Outline records
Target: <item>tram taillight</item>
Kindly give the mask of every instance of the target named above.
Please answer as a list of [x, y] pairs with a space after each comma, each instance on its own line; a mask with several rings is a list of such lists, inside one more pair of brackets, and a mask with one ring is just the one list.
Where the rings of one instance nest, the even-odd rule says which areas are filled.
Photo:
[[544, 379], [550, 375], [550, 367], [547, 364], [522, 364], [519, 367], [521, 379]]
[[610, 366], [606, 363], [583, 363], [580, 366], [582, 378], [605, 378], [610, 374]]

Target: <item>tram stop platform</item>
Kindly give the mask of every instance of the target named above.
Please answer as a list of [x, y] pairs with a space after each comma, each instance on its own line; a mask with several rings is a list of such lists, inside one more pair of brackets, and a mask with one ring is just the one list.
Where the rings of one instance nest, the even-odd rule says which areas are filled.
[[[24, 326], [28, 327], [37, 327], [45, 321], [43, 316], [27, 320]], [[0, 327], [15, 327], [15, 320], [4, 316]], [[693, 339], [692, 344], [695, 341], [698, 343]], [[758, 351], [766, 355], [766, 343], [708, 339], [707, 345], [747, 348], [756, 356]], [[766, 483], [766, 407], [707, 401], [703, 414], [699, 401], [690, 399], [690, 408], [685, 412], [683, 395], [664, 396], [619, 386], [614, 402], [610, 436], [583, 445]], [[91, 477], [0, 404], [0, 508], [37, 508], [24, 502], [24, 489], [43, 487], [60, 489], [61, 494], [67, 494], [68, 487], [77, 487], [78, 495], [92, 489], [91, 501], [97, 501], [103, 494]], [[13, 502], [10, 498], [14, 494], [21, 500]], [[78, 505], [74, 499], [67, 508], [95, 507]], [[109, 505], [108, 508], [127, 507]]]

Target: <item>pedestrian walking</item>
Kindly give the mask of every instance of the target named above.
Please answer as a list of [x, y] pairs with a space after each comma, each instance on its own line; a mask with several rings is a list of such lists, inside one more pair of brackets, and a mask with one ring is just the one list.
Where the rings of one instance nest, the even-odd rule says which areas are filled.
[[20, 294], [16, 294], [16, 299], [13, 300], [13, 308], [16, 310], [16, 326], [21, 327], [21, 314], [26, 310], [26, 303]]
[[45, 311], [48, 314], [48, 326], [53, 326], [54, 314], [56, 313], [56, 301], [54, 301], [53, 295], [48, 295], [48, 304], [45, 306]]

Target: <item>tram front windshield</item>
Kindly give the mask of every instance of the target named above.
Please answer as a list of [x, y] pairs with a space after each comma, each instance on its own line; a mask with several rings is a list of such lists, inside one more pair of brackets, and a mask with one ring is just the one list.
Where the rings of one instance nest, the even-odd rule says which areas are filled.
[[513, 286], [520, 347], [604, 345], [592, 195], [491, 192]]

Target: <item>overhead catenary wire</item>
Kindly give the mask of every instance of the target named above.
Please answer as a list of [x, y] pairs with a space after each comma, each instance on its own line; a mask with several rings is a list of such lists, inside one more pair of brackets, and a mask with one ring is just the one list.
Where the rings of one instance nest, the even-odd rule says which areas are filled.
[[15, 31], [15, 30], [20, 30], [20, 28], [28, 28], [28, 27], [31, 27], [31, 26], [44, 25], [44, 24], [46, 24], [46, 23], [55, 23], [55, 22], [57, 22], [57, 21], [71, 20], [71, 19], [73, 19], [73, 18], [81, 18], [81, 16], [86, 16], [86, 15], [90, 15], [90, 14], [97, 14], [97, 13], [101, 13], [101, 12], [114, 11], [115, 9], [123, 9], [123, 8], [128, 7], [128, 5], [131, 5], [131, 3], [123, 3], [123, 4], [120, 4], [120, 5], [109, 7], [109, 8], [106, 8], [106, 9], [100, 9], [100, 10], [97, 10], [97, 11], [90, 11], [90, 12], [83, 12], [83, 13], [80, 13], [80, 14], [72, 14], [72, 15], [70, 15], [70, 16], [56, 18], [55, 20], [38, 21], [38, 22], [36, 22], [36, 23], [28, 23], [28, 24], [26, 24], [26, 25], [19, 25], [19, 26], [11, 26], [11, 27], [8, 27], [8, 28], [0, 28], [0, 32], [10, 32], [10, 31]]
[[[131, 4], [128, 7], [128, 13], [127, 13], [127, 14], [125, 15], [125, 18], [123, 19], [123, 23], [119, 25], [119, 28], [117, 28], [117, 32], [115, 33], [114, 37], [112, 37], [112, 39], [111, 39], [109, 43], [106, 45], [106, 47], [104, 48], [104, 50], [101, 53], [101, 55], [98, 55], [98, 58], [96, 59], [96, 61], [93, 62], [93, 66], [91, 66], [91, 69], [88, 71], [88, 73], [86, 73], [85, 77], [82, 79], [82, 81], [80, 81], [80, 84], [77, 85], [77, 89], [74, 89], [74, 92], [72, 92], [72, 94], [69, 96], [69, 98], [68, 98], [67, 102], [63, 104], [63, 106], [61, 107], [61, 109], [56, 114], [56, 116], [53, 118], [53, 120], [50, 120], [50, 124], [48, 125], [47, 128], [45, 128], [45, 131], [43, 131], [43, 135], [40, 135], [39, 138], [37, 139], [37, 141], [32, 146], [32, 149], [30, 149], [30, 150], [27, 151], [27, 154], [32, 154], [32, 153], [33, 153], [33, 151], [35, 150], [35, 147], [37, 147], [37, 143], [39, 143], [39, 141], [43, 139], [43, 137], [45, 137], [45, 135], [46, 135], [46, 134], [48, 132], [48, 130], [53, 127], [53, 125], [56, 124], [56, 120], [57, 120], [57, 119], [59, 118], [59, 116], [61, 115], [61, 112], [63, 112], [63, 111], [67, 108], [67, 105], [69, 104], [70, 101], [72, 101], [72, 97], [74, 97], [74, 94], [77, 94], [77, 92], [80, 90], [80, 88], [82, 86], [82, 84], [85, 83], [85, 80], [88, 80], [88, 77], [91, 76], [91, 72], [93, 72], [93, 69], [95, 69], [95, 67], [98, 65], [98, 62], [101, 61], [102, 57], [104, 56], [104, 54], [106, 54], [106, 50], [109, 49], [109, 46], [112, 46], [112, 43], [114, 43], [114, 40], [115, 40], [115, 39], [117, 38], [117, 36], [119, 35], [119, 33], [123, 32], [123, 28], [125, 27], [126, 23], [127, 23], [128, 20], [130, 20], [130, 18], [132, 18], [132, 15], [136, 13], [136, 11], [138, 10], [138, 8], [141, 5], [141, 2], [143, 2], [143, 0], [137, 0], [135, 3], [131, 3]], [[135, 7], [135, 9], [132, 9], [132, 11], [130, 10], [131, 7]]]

Exercise objective: Copy the records from their first line through the line containing "378], [610, 374]]", with both ends included and the requests kept as they are. Subtract 138 from every coordinate in the answers.

Final result:
Target: <item>tram taillight</item>
Kindly give the mask of every instance of the target named above.
Please answer as a list of [x, y] pairs with a space after each comma, each instance on its own line; a mask with several rings is a list of such lists, inside one more pair of brackets, and a mask with one ring is just the one list.
Where the rings of one instance nest, the even-odd rule says which areas are filled.
Photo:
[[406, 241], [412, 237], [412, 229], [409, 226], [384, 226], [381, 229], [383, 241]]
[[472, 228], [468, 225], [445, 225], [442, 228], [444, 240], [467, 240], [472, 236]]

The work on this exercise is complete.